● **PASSAGE TO READ**

-----

Studio City's Lenny Krayzelburg is favored to win the 100- and 200-meter backstrokes and for good reason; he broke the world records in both events last year at the same pool where the aquatics competition will take place.

The Tarzana tag team of Jenny Johnson Jordan and Annett Davis is gunning for a gold medal in beach volleyball; former Pepperdine swimmer Jennifer Gutierrez is the top U.S. entrant in the inaugural Olympic triathlon; shortstop Crystl Bustos of Canyon Country is so overpowering she drove Dot Richardson, the star shortstop of the the gold-medal-winning 1996 U.S. softball team, to second base.

Gymnast Jamie Dantzscher, who was born in Canoga Park, won't roll over to the Russians and Romanians in the floor exercise; Inger Miller of Van Nuys won't concede a step to Jones in either the 100 or the 200 but especially the latter; Valencia's Anthony Ervin is perfectly capable of pulling off an upset of Russian Alex Popov and fellow American Gary Hall Jr. in the 50-meter freestyle.

Whatever they do in Sydney, our Olympians already have made an impact at home. The mother of one little boy told Ervin's mother, Sherry, the other day that the boy declared he wants to grow up ``to be just like Anthony.''

And surely somewhere in the area there is a little girl who will be mesmerized by Jones' five-gold-medal quest and will repair to her bedroom, as Jones did in 1984, and write down the words ``I want to be an Olympian.''

The Olympics are like their trademark five rings that way, interlocking dreams and dreamers and generations.

-----

[Excerpts of location labeling data]
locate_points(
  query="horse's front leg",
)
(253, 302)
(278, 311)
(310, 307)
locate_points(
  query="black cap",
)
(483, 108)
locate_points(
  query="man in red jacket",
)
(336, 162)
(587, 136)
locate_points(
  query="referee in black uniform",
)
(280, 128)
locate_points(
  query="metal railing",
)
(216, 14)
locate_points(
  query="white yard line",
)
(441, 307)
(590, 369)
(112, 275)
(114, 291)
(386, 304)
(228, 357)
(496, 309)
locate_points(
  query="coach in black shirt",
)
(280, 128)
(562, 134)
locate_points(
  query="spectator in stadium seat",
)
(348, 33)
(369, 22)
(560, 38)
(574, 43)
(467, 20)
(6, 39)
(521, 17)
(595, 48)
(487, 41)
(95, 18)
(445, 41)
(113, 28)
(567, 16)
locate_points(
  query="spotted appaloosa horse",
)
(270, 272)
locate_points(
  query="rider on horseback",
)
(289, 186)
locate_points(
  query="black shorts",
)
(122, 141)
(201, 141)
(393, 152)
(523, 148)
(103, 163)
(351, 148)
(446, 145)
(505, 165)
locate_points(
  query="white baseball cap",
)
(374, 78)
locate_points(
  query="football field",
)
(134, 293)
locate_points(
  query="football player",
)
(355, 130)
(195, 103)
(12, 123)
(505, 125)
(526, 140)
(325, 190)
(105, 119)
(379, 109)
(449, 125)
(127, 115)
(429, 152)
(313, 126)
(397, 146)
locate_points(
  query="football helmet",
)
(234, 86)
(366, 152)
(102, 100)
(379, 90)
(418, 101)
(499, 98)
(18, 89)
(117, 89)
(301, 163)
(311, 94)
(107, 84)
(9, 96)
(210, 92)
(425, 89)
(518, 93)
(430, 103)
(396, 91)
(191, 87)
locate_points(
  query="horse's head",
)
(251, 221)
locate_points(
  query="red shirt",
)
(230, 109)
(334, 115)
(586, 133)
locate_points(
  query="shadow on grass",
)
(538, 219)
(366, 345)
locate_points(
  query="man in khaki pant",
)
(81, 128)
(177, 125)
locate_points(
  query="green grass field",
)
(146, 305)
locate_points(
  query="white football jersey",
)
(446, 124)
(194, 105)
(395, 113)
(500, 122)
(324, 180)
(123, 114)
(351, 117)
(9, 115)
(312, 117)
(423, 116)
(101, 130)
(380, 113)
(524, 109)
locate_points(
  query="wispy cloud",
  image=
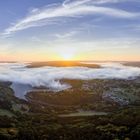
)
(68, 9)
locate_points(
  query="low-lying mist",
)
(50, 76)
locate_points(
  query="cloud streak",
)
(50, 76)
(68, 9)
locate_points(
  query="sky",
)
(44, 30)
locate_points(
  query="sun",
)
(67, 54)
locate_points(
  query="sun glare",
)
(67, 54)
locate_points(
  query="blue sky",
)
(40, 30)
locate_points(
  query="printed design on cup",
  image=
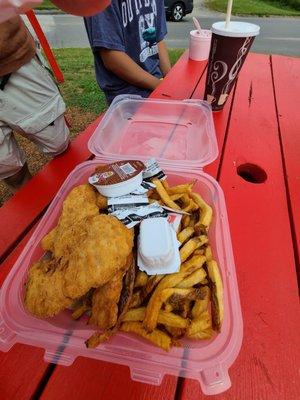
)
(220, 69)
(234, 70)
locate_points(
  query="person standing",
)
(127, 40)
(30, 103)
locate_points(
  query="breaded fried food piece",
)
(123, 306)
(105, 299)
(98, 256)
(79, 204)
(44, 290)
(105, 303)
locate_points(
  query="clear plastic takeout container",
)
(185, 127)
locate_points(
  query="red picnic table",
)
(259, 170)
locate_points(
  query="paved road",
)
(278, 35)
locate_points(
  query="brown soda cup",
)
(228, 51)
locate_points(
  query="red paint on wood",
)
(181, 80)
(26, 205)
(267, 365)
(286, 73)
(45, 45)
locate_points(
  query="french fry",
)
(141, 279)
(185, 234)
(176, 197)
(136, 299)
(208, 253)
(139, 296)
(185, 221)
(199, 252)
(189, 247)
(134, 314)
(164, 195)
(155, 303)
(185, 188)
(165, 184)
(153, 195)
(192, 206)
(217, 308)
(185, 311)
(205, 210)
(157, 337)
(199, 324)
(201, 305)
(168, 307)
(176, 333)
(193, 220)
(186, 269)
(193, 279)
(164, 318)
(101, 201)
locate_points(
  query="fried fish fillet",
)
(123, 306)
(79, 204)
(99, 255)
(105, 303)
(44, 290)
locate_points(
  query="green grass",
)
(80, 90)
(254, 7)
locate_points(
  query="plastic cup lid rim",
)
(235, 29)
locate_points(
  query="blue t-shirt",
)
(134, 27)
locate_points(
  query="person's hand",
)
(11, 8)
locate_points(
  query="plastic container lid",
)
(174, 132)
(235, 29)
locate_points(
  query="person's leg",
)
(53, 139)
(36, 107)
(16, 181)
(13, 167)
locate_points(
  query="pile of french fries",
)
(189, 303)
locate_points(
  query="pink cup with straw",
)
(199, 45)
(199, 42)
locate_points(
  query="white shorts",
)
(31, 105)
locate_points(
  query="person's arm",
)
(120, 64)
(164, 61)
(82, 7)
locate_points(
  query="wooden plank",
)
(92, 379)
(221, 120)
(259, 220)
(22, 368)
(286, 75)
(181, 81)
(25, 206)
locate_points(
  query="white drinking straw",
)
(228, 14)
(197, 25)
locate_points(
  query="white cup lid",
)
(235, 29)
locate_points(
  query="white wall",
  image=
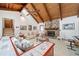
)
(11, 15)
(29, 20)
(68, 34)
(17, 21)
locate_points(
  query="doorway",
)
(8, 27)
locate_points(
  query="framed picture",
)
(30, 27)
(34, 27)
(22, 27)
(70, 26)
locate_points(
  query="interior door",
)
(8, 23)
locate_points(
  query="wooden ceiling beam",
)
(37, 12)
(32, 15)
(47, 11)
(60, 9)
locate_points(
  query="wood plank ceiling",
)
(44, 12)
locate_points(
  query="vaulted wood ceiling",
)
(44, 12)
(12, 6)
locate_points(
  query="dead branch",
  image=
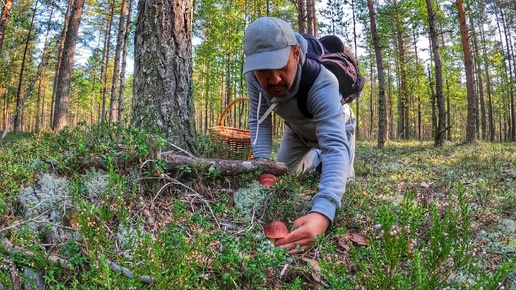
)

-----

● **TASK STATEMENT**
Print the entire passage about Olympic athletes from the area word for word. The lines above can be set aside, since none of them is needed here.

● **TASK SOLUTION**
Studio City's Lenny Krayzelburg is favored to win the 100- and 200-meter backstrokes and for good reason; he broke the world records in both events last year at the same pool where the aquatics competition will take place.

The Tarzana tag team of Jenny Johnson Jordan and Annett Davis is gunning for a gold medal in beach volleyball; former Pepperdine swimmer Jennifer Gutierrez is the top U.S. entrant in the inaugural Olympic triathlon; shortstop Crystl Bustos of Canyon Country is so overpowering she drove Dot Richardson, the star shortstop of the the gold-medal-winning 1996 U.S. softball team, to second base.

Gymnast Jamie Dantzscher, who was born in Canoga Park, won't roll over to the Russians and Romanians in the floor exercise; Inger Miller of Van Nuys won't concede a step to Jones in either the 100 or the 200 but especially the latter; Valencia's Anthony Ervin is perfectly capable of pulling off an upset of Russian Alex Popov and fellow American Gary Hall Jr. in the 50-meter freestyle.

Whatever they do in Sydney, our Olympians already have made an impact at home. The mother of one little boy told Ervin's mother, Sherry, the other day that the boy declared he wants to grow up ``to be just like Anthony.''

And surely somewhere in the area there is a little girl who will be mesmerized by Jones' five-gold-medal quest and will repair to her bedroom, as Jones did in 1984, and write down the words ``I want to be an Olympian.''

The Olympics are like their trademark five rings that way, interlocking dreams and dreamers and generations.